Isso significa que, em sua escolha e decisão no confronto com as demandas da lei moral e do impulso sensível, o sujeito que quer deve ser autodeterminado e independente em sua escolha e decisão nesse confronto, pois somente assim o sujeito é livre em sua vontade. Isso expressa a convicção de que a autodeterminação não se aplica apenas no caso da liberdade de ação, isto é, de poder fazer o que se quer, mas também no caso da liberdade da vontade. Assim, diante deste contexto, Reinhold se permite afirmar que a liberdade da vontade não implica apenas a independência da pessoa do impulso sensível, mas também a “independência da pessoa da necessidade pela própria razão prática” (REINHOLD, 2007 e 2008, p. 272, 188). Tal afirmação toma uma direção diferenciada da de Kant, que equipara a vontade livre com a vontade moral, ou reduz a autonomia da vontade livre a um entendimento de autonomia da lei moral ou da razão prática.

◆ Dados armazenados:

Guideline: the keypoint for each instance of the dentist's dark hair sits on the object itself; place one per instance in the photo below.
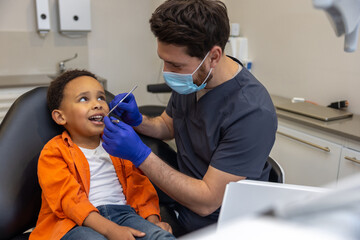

◆ Tarefas e exercícios:
(a) Indique se cada afirmação abaixo está de acordo com o trecho sobre Reinhold e a liberdade da vontade, respondendo sim ou não e citando literalmente as palavras do trecho que decidem a questão. (i) A autodeterminação se aplica somente à liberdade de ação. (ii) Para Reinhold, a liberdade da vontade inclui a independência da pessoa em relação à necessidade pela própria razão prática. (iii) A afirmação de Reinhold segue a mesma direção da de Kant.
(b) Por favor, escreva a continuação do trecho sobre Reinhold e a liberdade da vontade a partir da última frase apresentada.

◆ Respostas às tarefas:
(a)
(i) Não: "a autodeterminação não se aplica apenas no caso da liberdade de ação, isto é, de poder fazer o que se quer, mas também no caso da liberdade da vontade".
(ii) Sim: "mas também a “independência da pessoa da necessidade pela própria razão prática”".
(iii) Não: "Tal afirmação toma uma direção diferenciada da de Kant".

(b)
Por conseguinte, em comparação a Schopenhauer, Reinhold se desvia deste quando alega a autoconsciência como fundamento da prova da liberdade da vontade, mas ambos entram em compasso na medida em que a questão da liberdade não é discutida com base na lei moral, mas sim em uma relação entre a liberdade da vontade e a autoconsciência. Entretanto, Bondeli aponta algo importante em relação aos dois pensadores. De acordo com Schopenhauer, se as leis da natureza a que a vontade humana está sujeita não estiverem relacionadas com o domínio da razão teórica, os motivos ou fundamentos relacionados com o caráter da pessoa que quer devem ser atribuídos ao domínio da razão prática. A pessoa que quer só é livre de acordo com seus sentimentos e, portanto, sente-se livre porque, do seu ponto de vista, os motivos e os fundamentos de caráter não são suprimidos pela aparente coerção que sentimos no caso das leis naturais (Preisschrift, SW IV, p. 93).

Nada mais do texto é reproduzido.